Your assignment -
For this exercise, set down all the records exactly as given.
################
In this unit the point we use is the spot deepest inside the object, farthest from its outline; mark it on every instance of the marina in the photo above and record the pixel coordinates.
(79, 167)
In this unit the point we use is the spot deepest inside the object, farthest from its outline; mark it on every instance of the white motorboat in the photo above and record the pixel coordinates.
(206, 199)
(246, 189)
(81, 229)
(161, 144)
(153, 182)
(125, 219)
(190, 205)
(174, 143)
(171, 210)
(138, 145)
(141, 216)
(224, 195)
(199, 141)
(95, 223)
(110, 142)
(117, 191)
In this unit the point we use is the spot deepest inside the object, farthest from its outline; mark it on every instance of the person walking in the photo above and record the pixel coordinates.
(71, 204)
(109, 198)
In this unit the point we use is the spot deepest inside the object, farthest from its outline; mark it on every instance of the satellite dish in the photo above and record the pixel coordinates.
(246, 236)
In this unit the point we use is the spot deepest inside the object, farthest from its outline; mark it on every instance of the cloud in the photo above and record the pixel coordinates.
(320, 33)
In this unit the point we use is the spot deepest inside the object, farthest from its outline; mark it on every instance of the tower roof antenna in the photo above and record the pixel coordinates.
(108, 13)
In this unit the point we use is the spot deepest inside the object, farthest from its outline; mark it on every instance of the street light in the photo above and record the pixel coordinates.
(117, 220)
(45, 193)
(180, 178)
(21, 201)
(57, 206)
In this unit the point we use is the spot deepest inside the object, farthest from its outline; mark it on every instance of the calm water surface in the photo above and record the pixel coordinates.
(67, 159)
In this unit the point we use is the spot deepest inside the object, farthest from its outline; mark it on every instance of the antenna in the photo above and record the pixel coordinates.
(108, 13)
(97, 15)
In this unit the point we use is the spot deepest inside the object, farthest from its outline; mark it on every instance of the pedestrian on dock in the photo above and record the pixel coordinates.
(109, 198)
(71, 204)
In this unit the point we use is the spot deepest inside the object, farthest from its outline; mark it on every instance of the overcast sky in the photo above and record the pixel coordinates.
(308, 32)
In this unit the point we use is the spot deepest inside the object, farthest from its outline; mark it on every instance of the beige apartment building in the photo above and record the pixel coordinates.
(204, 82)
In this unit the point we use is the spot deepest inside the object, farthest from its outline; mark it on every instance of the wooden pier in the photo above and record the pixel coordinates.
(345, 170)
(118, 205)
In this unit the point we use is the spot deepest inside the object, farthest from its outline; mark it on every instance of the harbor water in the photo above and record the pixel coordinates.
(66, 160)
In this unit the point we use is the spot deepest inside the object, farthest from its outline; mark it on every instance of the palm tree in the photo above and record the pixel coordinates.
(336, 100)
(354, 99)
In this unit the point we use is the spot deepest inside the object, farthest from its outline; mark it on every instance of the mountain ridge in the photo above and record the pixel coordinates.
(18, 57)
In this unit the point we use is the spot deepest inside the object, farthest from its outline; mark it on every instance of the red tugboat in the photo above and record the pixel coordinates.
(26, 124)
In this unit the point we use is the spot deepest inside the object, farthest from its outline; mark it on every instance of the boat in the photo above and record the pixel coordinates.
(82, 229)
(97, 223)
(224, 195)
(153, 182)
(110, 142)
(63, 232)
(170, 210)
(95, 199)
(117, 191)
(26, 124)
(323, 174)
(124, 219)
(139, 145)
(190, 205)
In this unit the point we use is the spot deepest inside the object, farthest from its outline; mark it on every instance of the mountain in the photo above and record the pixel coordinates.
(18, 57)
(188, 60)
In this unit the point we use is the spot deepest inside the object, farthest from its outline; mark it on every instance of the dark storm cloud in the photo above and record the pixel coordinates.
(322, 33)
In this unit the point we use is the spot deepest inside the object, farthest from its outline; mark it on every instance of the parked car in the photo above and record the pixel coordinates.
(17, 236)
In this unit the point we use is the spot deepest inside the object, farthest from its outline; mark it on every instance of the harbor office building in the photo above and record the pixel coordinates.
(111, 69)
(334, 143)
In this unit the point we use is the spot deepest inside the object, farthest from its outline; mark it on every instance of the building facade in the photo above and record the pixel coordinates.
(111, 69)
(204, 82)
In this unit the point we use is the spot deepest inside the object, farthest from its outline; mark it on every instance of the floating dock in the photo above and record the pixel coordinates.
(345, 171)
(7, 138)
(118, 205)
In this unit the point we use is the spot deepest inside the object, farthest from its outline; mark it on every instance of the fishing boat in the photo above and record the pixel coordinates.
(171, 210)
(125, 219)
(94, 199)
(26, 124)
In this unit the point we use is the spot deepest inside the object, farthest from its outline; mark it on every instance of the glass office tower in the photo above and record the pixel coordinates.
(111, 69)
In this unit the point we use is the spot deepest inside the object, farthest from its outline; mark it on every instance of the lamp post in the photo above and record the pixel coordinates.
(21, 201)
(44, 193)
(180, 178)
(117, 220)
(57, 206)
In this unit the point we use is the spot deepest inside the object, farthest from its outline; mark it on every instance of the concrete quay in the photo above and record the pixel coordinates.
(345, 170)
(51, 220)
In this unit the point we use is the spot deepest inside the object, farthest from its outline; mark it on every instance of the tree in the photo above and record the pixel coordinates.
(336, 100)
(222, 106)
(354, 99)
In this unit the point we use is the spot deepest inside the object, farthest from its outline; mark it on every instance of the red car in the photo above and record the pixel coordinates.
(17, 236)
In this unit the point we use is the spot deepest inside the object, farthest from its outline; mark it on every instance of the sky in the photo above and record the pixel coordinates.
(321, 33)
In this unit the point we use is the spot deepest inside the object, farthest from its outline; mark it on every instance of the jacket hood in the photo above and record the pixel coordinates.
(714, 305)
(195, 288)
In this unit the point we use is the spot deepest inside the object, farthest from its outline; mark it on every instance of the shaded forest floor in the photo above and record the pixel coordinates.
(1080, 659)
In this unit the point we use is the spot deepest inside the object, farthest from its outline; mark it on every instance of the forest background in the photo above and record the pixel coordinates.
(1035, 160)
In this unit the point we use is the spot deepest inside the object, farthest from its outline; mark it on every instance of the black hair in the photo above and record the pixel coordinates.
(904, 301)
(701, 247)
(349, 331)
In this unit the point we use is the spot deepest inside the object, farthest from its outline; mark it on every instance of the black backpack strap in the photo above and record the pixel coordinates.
################
Answer area -
In this unit the point we use is the spot deepest inside the object, farthest from its outline; mark it on every instance of the marina in the photo above and record the pixel coordinates.
(79, 167)
In this unit the point we use is the spot deepest inside the object, farthest from its outline; mark it on every instance of the white motorboat in the photo above and record the pixel coordinates.
(206, 199)
(246, 189)
(81, 229)
(161, 144)
(153, 182)
(125, 219)
(190, 205)
(174, 143)
(171, 210)
(138, 145)
(141, 216)
(224, 195)
(199, 141)
(95, 223)
(110, 142)
(117, 191)
In this unit the point we use is the spot deepest inside the object, farthest from its outline; mark it on every instance of the person walking in the photo above and record the pixel coordinates.
(71, 204)
(109, 198)
In this unit the point we use is the spot deepest inside the object, farthest from its outline; mark it on every instance of the satellite dish in the photo above and record the pixel coordinates.
(246, 236)
In this unit the point we use is the spot deepest inside the object, farthest from its outline; mark it on every instance of the cloud in the photo above and record the pixel coordinates.
(320, 33)
In this unit the point we use is the spot deepest inside the object, farthest from its outline; mark it on every instance of the tower roof antenna in the photo above and record the pixel coordinates.
(108, 13)
In this unit the point we use is the spot deepest inside the object, farthest from its outline; mark it on every instance of the street light in the photo above and record the pixel coordinates.
(117, 220)
(45, 193)
(180, 178)
(21, 201)
(57, 206)
In this unit the point we use is the spot deepest inside the object, farthest from its outline; mark it on every instance of the calm water surface in the photo above and record the pixel coordinates.
(67, 159)
In this unit the point we use is the spot deepest inside the object, farthest from its outline; mark it on every instance of the antenna in the photo above and record the pixel coordinates.
(108, 13)
(97, 15)
In this unit the point we use is the spot deepest inside the object, farthest from its outline; mark it on every instance of the pedestrian on dock in the photo above and record the pixel coordinates.
(109, 198)
(71, 204)
In this unit the point we use is the spot deepest inside the object, farthest from its outline; mark it on every instance of the overcast sky in the photo above and record the pixel coordinates.
(308, 32)
In this unit the point we use is the spot deepest inside the object, farthest from its outline; mark it on every instance of the beige apartment building in the photo above and record the pixel coordinates.
(204, 82)
In this unit the point we use is the spot deepest inside the object, farthest from its outline; mark it on every instance of the wooden pier in the photo above and record the pixel coordinates.
(345, 170)
(118, 205)
In this unit the point we use is the spot deepest inside the object, farthest from its outline; mark it on every instance of the harbor water in the photo above and record the pixel coordinates.
(66, 160)
In this unit the point we use is the spot deepest inside the object, farthest from its outline; mark it on every instance of the palm tree in the photo above and record the pixel coordinates.
(336, 100)
(354, 99)
In this unit the point we use is the spot deepest inside the object, farthest from its outline; mark it on every instance of the mountain ridge in the photo above and record the pixel coordinates.
(18, 57)
In this unit the point we use is the spot deepest inside the object, farthest from its outline; mark it on every instance of the red tugboat in the photo above and record the pixel coordinates.
(26, 124)
In this unit the point we use is the spot deepest inside the object, farthest from its outline; mark it on every instance of the boat in the photo above and record the pixel coordinates.
(82, 229)
(97, 223)
(224, 195)
(153, 182)
(110, 142)
(63, 232)
(170, 210)
(95, 199)
(117, 191)
(26, 124)
(323, 174)
(124, 219)
(139, 145)
(190, 205)
In this unit the point we use is the spot deepest inside the object, farthest from its outline; mark it on every instance of the mountain in the photo above and record the pixel coordinates.
(18, 57)
(188, 60)
In this unit the point we use is the spot deepest inside the object, farthest from its outline; mark it on every instance of the dark storm cloud in the photo above and record the pixel coordinates.
(322, 33)
In this unit the point we use is the spot deepest inside the object, farthest from its outline; mark it on every instance of the parked car in the photo above and record the pixel coordinates.
(17, 236)
In this unit the point we use is the spot deepest inside the object, farthest from its outline; mark it on every instance of the harbor office building in the photo above and record the pixel coordinates.
(111, 69)
(334, 143)
In this unit the point we use is the spot deepest inside the object, farthest from its outline; mark it on every instance of the building facade in the photo above and record the pixel coordinates.
(111, 69)
(204, 82)
In this unit the point we use is the spot deepest inside the object, farthest from its outline; mark it on every instance of the floating dock in the photo above and record the pixel coordinates.
(345, 171)
(7, 138)
(118, 205)
In this unit the point we use is the spot deepest inside the object, farthest from its outline; mark it on every instance of the fishing boat in the photo above and record the pixel coordinates.
(171, 210)
(125, 219)
(94, 199)
(26, 124)
In this unit the point we use is the spot deepest inside the object, farthest from its outline; mark it on every instance of the glass office tower in the photo above and record the pixel coordinates.
(111, 69)
In this unit the point we use is the spot deepest inside the object, farthest from its outline; mark it on every instance of the lamp post in the photo above and record the pixel coordinates.
(21, 201)
(44, 193)
(180, 178)
(117, 220)
(57, 206)
In this unit the point we use is the spot deepest inside the object, farthest from its outline; mark it on every instance of the concrete quay in the photo above and record the pixel coordinates.
(345, 170)
(51, 220)
In this unit the point we use is the spot deepest inside the object, farthest from its outline; mark it on every instance of the tree in the photo above and record the pixel coordinates.
(336, 100)
(222, 106)
(354, 99)
In this unit the point we use is the spot deepest inside the object, farthest from its outline; mark it on every instance of the red car in the photo above and record the pixel coordinates.
(17, 236)
In this unit the point we use is the spot deepest inside the object, farthest from its outline; mark it on every instance of the sky in the photo above and record the pixel coordinates.
(321, 33)
In this unit the point we use is the spot deepest inside the object, farthest from its outline; mark it on every instance of the jacket hood in the photo above and record the pixel coordinates.
(714, 305)
(195, 288)
In this unit the point we use is the spot deepest inside the object, farthest from its outline; mark it on every instance of the shaded forest floor in the photo above and record the pixel coordinates.
(1080, 659)
In this unit the point we use is the spot deepest inside the object, farthest from its outline; mark it on every instance of the forest background in the photo above and record the pixel coordinates.
(1035, 160)
In this unit the point we use is the spot deepest inside the object, farthest from its outline; mark it on every instance of the black hair in the photo above and record the pixel coordinates.
(904, 301)
(701, 247)
(349, 331)
In this unit the point we use is the spot deepest inside the object, farthest from its outline; mark it on every instance of the black backpack strap in the photo above and record the pixel coordinates.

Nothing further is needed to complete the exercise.